## Data section
┌────────

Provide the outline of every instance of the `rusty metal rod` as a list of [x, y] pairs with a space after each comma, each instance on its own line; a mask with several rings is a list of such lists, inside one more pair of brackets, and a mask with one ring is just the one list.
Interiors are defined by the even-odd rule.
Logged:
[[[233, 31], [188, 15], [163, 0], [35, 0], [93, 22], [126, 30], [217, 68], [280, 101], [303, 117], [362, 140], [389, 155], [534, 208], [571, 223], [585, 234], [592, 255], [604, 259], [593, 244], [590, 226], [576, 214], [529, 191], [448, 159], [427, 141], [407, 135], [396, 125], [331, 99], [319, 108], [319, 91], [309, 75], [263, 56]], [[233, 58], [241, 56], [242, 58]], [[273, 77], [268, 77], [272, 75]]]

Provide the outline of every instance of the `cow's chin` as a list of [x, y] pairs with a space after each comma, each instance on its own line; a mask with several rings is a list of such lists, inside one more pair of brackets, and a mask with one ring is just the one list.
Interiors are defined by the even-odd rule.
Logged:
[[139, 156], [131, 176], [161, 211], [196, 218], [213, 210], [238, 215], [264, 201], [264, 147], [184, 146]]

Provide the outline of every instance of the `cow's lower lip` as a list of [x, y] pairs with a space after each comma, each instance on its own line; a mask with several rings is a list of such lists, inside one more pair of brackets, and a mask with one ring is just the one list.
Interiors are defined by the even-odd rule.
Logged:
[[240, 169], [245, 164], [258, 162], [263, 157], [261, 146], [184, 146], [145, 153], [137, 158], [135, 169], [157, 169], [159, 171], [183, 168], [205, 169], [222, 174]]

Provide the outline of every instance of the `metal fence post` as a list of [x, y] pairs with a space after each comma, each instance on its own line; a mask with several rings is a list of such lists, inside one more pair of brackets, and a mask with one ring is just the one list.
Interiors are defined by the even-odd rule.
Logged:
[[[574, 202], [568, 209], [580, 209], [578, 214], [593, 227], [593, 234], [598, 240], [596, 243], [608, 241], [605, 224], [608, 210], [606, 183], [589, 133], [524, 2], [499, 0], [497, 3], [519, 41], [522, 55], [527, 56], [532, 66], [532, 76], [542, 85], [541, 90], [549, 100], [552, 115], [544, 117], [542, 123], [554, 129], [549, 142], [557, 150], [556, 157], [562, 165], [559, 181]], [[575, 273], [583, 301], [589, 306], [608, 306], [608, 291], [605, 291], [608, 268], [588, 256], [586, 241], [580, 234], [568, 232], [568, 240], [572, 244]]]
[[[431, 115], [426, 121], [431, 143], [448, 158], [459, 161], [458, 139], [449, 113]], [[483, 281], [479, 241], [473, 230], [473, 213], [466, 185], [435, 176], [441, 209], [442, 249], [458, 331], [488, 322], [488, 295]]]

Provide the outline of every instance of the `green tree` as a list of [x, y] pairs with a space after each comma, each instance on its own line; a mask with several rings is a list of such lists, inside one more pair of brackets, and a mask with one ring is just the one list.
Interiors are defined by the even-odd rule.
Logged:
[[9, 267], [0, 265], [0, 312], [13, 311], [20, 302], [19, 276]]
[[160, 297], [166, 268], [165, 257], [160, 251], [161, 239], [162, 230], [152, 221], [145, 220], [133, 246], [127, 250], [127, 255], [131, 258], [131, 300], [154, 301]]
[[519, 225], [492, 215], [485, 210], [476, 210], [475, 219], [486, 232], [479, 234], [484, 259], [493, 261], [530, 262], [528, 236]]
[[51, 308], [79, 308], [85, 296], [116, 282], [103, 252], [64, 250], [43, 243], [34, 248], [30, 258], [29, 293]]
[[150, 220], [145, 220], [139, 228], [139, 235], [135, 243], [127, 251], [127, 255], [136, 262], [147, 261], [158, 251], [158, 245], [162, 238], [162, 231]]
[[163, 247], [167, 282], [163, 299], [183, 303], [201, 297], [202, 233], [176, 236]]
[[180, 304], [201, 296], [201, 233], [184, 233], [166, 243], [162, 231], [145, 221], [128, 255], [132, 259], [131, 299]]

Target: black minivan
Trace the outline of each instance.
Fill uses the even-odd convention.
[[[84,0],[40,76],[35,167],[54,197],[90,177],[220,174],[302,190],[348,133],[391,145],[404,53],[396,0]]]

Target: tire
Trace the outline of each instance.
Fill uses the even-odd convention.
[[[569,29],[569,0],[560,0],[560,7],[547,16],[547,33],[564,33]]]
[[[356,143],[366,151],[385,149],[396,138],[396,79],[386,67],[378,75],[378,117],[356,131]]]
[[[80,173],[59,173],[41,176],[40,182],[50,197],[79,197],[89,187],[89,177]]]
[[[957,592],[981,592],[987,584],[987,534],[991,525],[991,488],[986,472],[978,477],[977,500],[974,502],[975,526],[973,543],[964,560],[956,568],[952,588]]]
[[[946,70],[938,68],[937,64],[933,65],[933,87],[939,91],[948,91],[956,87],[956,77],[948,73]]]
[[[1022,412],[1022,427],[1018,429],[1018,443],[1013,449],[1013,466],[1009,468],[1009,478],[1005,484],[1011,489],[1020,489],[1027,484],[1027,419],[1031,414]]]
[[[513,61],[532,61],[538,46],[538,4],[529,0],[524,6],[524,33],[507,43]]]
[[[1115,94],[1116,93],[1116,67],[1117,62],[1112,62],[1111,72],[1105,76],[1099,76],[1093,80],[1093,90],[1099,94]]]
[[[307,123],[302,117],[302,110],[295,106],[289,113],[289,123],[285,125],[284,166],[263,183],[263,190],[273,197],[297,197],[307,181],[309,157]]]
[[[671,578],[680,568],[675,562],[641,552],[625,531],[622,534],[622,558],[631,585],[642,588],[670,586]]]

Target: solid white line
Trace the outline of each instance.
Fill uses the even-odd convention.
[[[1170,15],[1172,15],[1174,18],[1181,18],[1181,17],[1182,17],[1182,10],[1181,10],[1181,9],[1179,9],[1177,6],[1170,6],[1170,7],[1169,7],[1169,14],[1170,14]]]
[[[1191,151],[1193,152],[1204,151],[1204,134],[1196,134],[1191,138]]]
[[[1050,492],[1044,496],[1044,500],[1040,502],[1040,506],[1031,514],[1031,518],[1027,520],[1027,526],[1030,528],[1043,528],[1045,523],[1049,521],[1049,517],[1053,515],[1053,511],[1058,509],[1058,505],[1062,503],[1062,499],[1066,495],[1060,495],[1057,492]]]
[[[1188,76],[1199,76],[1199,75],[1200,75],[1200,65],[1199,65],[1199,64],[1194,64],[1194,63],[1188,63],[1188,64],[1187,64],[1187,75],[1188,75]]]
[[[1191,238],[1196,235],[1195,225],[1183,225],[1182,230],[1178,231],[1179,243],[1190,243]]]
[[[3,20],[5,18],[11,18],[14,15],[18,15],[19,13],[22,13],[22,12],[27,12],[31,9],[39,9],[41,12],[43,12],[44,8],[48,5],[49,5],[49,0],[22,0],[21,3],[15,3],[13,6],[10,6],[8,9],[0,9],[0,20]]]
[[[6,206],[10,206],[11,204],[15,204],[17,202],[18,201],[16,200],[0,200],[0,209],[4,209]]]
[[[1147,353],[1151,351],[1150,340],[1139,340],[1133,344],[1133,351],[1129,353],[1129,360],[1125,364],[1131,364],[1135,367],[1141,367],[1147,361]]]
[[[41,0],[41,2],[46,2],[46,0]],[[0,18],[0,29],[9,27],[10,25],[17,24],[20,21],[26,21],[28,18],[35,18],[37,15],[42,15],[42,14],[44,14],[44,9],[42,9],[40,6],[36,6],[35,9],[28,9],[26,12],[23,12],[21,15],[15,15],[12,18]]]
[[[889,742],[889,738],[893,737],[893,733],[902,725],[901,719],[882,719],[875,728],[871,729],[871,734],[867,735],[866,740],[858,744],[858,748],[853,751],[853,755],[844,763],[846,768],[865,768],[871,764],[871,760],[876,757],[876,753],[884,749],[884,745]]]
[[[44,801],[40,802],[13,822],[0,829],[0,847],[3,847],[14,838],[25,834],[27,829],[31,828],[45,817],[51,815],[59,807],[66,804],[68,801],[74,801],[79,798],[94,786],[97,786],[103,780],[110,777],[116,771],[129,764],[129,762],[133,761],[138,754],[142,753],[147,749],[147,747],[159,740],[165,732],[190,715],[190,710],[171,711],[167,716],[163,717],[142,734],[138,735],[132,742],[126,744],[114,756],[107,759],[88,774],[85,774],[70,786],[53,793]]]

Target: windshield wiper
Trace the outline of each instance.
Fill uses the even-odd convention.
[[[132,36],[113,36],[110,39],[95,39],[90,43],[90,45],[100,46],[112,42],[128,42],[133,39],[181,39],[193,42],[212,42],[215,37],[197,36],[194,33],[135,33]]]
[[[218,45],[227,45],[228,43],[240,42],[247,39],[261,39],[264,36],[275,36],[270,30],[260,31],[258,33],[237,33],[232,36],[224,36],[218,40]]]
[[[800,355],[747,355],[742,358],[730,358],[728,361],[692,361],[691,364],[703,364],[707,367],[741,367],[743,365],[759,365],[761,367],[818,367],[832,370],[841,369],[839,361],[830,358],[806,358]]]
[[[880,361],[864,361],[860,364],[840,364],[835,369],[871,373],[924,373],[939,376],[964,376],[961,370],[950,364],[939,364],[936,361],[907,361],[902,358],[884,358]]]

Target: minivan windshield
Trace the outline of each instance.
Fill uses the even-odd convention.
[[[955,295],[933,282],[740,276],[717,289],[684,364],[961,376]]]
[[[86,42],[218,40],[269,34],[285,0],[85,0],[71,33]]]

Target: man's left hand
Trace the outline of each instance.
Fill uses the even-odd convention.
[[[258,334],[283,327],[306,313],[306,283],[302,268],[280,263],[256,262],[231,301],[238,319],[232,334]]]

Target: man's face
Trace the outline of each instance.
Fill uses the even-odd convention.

└────────

## Task instructions
The expected answer holds each line from the listing above where the string "Target" is present.

## Result of the task
Target: black minivan
Target: tire
Target: solid white line
Target: windshield wiper
Target: minivan windshield
Target: man's left hand
Target: man's face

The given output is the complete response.